== Extract provided ==
Rosario Guillermo's Black Beans Charros

This stew, spicy and tart, may be served with heated corn or wheat tortillas, or with plain rice.

1 1/4 cups dried black beans, picked over, washed and drained
1 1/2 tsp salt
3 teaspoons canola or olive oil
5 tsp very finely chopped onion
4 garlic cloves, peeled and finely chopped
6 canned plum tomatoes, finely chopped, plus 1/4 of their liquid (or one 28-oz can of crushed tomatoes)
1/2 cup of the tomato liquid
1/2 to 1 jalapeño chile or any other fresh hot green chile, very finely chopped
2 T finely chopped cilantro leaves

Soak the beans overnight in water to cover by five inches. Alternatively, you may quick soak the beans (in large saucepan, cover with five inches of water, boil for two minutes, turn off the heat and leave for one hour). Drain thoroughly and discard the soaking liquid.

Add four cups of fresh water to the beans and bring to a boil in a heavy medium pan. Cover partially, turn heat to low, and simmer gently for one and a half hours, or until the beans are tender. (Alternatively, cook the beans in a pressure cooker. Cover them with water, bring the pressure cooker up to pressure, cook for 12-15 minutes, turn off the heat and let them sit until the pressure is back to normal.) Transfer half the beans and their cooking liquid to a blender or food processor, add the salt, and puree. (Alternatively, blend in the pan with a handheld blender.) Return the pureed mixture to the pot with the whole beans and combine well.
===
== Data lines ==
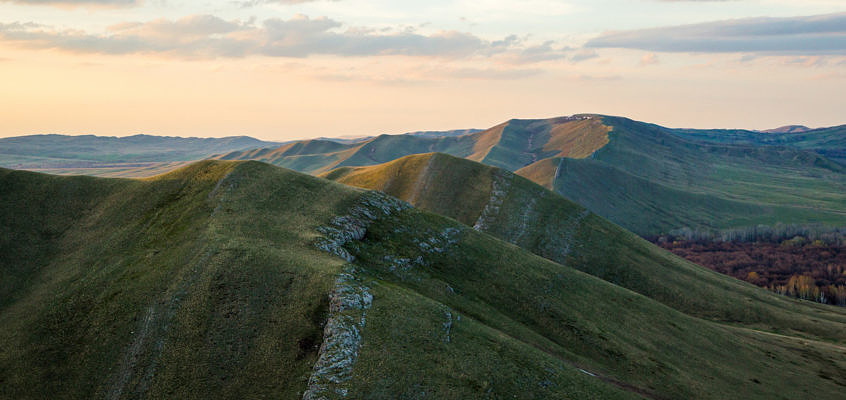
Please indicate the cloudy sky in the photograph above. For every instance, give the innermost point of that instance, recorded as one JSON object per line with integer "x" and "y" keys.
===
What the task asks
Please state how long the black beans recipe says to cook the beans in a pressure cooker once it is up to pressure.

Complete output
12 to 15 minutes.